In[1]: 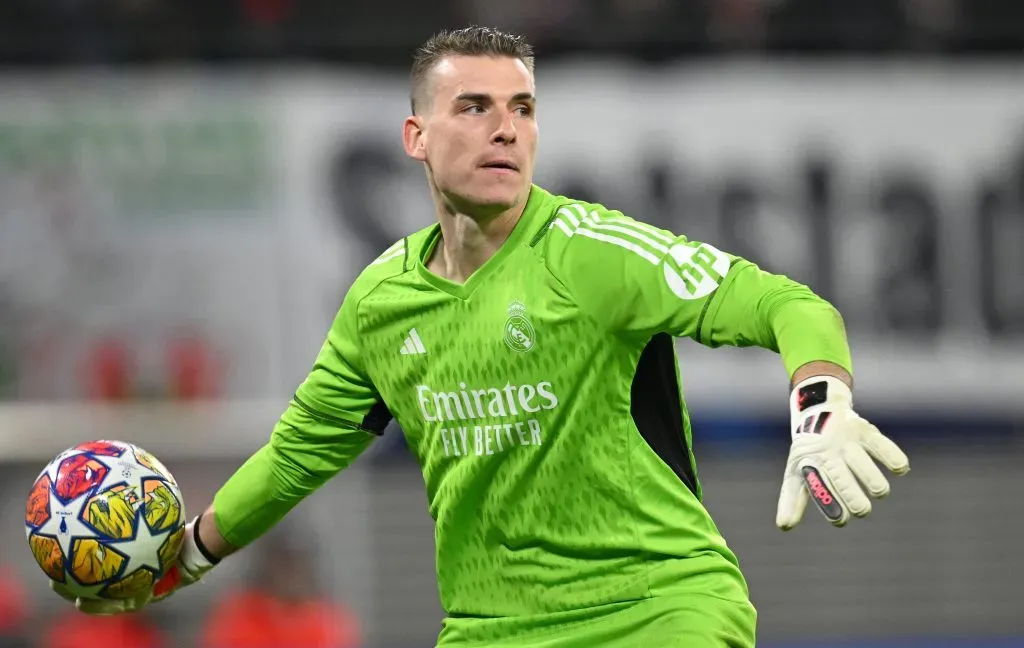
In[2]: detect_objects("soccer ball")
[25,441,185,599]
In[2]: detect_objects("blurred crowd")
[0,535,365,648]
[0,0,1024,64]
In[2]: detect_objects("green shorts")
[437,596,757,648]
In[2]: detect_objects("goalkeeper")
[56,28,909,648]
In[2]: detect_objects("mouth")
[480,160,519,171]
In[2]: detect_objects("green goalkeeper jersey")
[214,186,850,638]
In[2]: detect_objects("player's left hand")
[775,376,910,530]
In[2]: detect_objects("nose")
[490,114,516,144]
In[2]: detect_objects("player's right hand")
[50,518,216,616]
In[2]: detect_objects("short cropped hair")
[410,26,534,115]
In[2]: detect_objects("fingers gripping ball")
[25,441,185,600]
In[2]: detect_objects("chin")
[462,187,521,212]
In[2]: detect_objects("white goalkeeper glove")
[50,518,219,616]
[775,376,910,530]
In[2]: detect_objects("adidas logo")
[401,329,427,355]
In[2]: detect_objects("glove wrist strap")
[790,376,853,415]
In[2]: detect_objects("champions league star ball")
[25,441,185,599]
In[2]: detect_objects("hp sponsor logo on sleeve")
[663,244,729,299]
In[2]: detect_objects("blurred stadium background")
[0,0,1024,648]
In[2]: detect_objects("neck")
[427,189,526,284]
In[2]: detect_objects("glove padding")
[50,518,216,616]
[775,376,910,530]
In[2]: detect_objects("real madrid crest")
[505,300,537,353]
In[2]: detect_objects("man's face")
[404,56,538,214]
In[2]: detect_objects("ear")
[401,115,427,162]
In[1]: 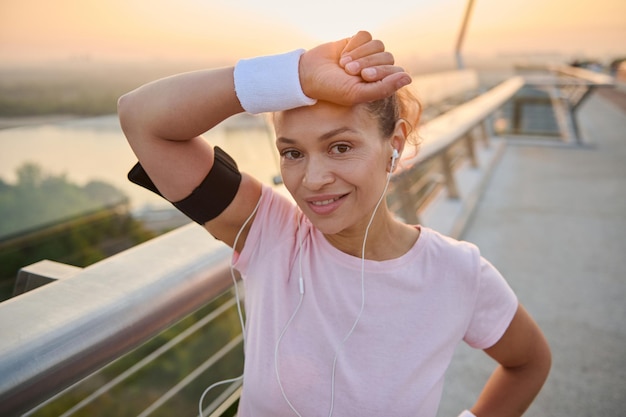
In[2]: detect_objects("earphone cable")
[198,197,261,417]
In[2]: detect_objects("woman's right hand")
[299,31,411,105]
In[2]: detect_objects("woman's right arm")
[118,67,261,249]
[118,32,410,250]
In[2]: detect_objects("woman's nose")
[302,158,334,190]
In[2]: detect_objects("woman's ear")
[391,119,410,161]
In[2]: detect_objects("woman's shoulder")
[420,226,480,263]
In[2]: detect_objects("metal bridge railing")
[0,65,606,416]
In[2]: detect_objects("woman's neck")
[324,207,420,261]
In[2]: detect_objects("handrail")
[0,224,232,416]
[0,68,608,416]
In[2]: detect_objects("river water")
[0,115,279,210]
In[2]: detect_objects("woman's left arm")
[471,304,552,417]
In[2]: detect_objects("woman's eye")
[281,149,302,159]
[330,143,350,154]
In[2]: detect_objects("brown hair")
[365,88,422,145]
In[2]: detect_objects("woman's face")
[274,102,393,235]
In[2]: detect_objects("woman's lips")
[307,194,347,215]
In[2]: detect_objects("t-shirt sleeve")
[463,256,518,349]
[233,185,298,279]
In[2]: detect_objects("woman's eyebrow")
[276,126,356,145]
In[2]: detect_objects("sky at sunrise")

# [Aufgabenstellung]
Gib den Abschnitt vom Anfang der Zeilen bis einschließlich der Zeile mit "[0,0,1024,648]" unverändert wieder. Die Bilder sind in der Ausgabe wegzulassen.

# [Lösung]
In[1]: 
In[2]: detect_objects("soccer ball")
[25,441,185,599]
In[2]: detect_objects("blurred crowd")
[0,535,365,648]
[0,0,1024,64]
In[2]: detect_objects("green shorts")
[437,596,757,648]
In[2]: detect_objects("goalkeeper")
[56,28,909,648]
In[2]: detect_objects("mouth")
[480,160,519,171]
In[2]: detect_objects("green goalkeeper jersey")
[214,186,850,638]
In[2]: detect_objects("player's left hand")
[775,376,910,530]
In[2]: detect_objects("nose")
[490,114,516,144]
In[2]: detect_objects("player's right hand")
[50,518,216,616]
In[2]: detect_objects("short cropped hair")
[410,26,534,115]
In[2]: detect_objects("fingers gripping ball")
[25,441,185,600]
In[2]: detect_objects("chin")
[462,187,521,212]
In[2]: detect_objects("white goalkeeper glove")
[50,518,219,616]
[775,376,910,530]
In[2]: detect_objects("adidas logo")
[401,329,427,355]
In[2]: detect_objects("glove wrist strap")
[790,376,853,415]
In[2]: detect_objects("champions league star ball")
[25,441,185,599]
In[2]: detect_objects("hp sponsor logo on sleeve")
[663,244,729,299]
In[2]: detect_objects("blurred stadium background")
[0,0,1024,648]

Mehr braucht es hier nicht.